→ What is needed: Count the lines in the listing below that contain the string "branch", and reply with only that number.

[Image entries on named regions]
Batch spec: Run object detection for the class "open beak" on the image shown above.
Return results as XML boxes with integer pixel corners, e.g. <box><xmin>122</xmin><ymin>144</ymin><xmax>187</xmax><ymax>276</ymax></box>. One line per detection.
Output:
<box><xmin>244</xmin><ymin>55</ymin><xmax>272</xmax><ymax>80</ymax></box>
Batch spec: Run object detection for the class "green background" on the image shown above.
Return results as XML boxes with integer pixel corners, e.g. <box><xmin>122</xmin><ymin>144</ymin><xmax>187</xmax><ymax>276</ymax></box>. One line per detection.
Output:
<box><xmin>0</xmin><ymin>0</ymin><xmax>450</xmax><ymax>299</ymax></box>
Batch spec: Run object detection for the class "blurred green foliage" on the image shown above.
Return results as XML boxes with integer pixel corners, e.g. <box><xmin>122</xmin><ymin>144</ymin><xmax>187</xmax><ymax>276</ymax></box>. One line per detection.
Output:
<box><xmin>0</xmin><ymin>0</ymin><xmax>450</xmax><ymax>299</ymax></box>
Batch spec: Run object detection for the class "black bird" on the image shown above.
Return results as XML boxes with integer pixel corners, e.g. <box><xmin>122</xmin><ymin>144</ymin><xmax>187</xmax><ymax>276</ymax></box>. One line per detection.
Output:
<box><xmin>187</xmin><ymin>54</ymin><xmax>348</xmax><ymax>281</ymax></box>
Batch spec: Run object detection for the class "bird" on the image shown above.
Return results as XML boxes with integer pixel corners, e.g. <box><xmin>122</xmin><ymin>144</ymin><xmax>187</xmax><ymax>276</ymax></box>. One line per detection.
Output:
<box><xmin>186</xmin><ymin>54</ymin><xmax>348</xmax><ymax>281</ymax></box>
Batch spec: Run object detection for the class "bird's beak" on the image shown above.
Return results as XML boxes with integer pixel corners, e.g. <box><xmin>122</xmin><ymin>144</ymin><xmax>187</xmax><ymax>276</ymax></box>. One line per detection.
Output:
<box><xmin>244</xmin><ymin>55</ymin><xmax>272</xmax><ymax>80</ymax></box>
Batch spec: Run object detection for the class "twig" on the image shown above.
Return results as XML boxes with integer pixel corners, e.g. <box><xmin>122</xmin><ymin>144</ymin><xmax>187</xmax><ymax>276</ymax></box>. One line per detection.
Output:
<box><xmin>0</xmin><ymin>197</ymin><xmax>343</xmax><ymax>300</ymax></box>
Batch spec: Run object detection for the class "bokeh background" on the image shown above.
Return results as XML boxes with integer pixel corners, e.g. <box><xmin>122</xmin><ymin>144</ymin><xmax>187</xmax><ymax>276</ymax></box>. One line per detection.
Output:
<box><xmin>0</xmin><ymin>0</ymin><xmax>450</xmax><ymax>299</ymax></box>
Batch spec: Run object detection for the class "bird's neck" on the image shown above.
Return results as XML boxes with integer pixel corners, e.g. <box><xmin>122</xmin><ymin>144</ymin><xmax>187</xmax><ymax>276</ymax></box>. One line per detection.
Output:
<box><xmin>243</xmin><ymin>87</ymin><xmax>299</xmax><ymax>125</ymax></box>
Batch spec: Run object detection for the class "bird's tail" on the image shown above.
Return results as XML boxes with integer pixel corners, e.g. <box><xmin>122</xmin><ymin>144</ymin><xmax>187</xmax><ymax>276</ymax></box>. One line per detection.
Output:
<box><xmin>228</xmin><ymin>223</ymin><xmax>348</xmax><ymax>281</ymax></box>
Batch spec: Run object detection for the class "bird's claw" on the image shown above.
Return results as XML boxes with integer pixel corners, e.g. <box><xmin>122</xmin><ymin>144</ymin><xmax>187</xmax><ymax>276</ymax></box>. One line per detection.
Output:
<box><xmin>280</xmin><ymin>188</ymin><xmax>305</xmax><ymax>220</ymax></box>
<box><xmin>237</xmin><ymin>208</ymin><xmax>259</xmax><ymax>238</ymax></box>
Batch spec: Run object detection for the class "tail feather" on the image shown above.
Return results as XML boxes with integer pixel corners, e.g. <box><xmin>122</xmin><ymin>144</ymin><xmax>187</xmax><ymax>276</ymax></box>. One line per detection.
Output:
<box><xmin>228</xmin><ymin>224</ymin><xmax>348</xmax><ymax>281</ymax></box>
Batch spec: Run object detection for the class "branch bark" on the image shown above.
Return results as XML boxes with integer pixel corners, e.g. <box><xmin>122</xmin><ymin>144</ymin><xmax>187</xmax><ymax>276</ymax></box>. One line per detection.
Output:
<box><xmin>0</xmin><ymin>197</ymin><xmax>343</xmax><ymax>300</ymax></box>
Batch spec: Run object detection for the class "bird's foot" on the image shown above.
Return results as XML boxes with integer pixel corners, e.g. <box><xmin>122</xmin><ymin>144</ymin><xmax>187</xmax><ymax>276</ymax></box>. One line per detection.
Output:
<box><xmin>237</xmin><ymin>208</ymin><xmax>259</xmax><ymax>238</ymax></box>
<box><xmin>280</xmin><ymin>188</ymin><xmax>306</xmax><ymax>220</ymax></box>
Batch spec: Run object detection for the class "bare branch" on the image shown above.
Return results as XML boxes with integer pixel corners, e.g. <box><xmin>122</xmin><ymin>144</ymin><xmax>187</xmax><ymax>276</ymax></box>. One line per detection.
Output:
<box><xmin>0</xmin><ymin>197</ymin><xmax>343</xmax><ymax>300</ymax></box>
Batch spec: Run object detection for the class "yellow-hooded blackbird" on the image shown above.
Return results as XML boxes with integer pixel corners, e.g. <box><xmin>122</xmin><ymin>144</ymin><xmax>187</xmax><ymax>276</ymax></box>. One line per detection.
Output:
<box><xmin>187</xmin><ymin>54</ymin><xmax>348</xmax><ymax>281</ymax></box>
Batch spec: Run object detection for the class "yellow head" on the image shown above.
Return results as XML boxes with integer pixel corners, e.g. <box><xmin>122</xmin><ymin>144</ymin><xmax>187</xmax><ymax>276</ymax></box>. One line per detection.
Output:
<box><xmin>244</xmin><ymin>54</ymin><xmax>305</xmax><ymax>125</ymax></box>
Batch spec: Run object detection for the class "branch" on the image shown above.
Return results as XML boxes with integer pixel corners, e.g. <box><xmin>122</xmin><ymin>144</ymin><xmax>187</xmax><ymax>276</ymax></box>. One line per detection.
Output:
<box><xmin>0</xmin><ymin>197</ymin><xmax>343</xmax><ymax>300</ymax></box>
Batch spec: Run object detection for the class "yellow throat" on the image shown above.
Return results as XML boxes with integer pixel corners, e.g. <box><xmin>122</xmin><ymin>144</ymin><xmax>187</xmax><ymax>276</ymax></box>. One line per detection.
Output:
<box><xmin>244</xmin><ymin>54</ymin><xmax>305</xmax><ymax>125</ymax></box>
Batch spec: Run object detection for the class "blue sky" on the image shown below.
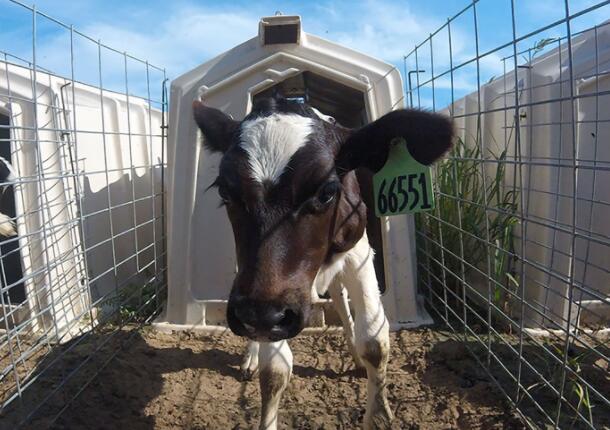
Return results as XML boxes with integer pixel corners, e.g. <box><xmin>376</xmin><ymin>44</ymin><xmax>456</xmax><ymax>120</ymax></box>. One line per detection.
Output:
<box><xmin>0</xmin><ymin>0</ymin><xmax>610</xmax><ymax>107</ymax></box>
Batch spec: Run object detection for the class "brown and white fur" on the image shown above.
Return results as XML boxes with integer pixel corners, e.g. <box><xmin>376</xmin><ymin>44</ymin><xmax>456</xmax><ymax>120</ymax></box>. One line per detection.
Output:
<box><xmin>193</xmin><ymin>99</ymin><xmax>453</xmax><ymax>429</ymax></box>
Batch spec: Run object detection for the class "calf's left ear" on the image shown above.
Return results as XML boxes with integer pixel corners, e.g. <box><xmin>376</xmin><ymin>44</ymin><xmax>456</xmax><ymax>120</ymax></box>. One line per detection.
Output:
<box><xmin>335</xmin><ymin>109</ymin><xmax>453</xmax><ymax>172</ymax></box>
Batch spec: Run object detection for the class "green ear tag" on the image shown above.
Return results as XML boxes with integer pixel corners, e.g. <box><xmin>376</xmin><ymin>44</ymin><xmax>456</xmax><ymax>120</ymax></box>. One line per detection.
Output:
<box><xmin>373</xmin><ymin>137</ymin><xmax>434</xmax><ymax>217</ymax></box>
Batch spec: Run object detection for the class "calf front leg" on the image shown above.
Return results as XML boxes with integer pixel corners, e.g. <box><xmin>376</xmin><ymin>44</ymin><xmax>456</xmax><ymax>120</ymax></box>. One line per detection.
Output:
<box><xmin>343</xmin><ymin>236</ymin><xmax>392</xmax><ymax>429</ymax></box>
<box><xmin>328</xmin><ymin>280</ymin><xmax>364</xmax><ymax>368</ymax></box>
<box><xmin>259</xmin><ymin>340</ymin><xmax>292</xmax><ymax>430</ymax></box>
<box><xmin>240</xmin><ymin>340</ymin><xmax>259</xmax><ymax>381</ymax></box>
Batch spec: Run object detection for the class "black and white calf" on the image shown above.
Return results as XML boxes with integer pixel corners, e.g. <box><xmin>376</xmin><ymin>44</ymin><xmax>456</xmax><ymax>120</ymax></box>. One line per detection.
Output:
<box><xmin>193</xmin><ymin>99</ymin><xmax>453</xmax><ymax>429</ymax></box>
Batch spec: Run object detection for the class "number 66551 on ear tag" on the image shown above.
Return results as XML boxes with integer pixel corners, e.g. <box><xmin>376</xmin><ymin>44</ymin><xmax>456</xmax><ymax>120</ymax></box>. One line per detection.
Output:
<box><xmin>373</xmin><ymin>138</ymin><xmax>434</xmax><ymax>217</ymax></box>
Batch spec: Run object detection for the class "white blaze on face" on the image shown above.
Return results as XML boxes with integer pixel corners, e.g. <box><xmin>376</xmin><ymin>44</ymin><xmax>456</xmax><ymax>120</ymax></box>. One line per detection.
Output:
<box><xmin>240</xmin><ymin>113</ymin><xmax>313</xmax><ymax>182</ymax></box>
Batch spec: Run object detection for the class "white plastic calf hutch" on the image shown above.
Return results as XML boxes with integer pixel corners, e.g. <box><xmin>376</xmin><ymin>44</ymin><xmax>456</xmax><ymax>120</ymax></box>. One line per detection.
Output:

→ Completed exercise: 3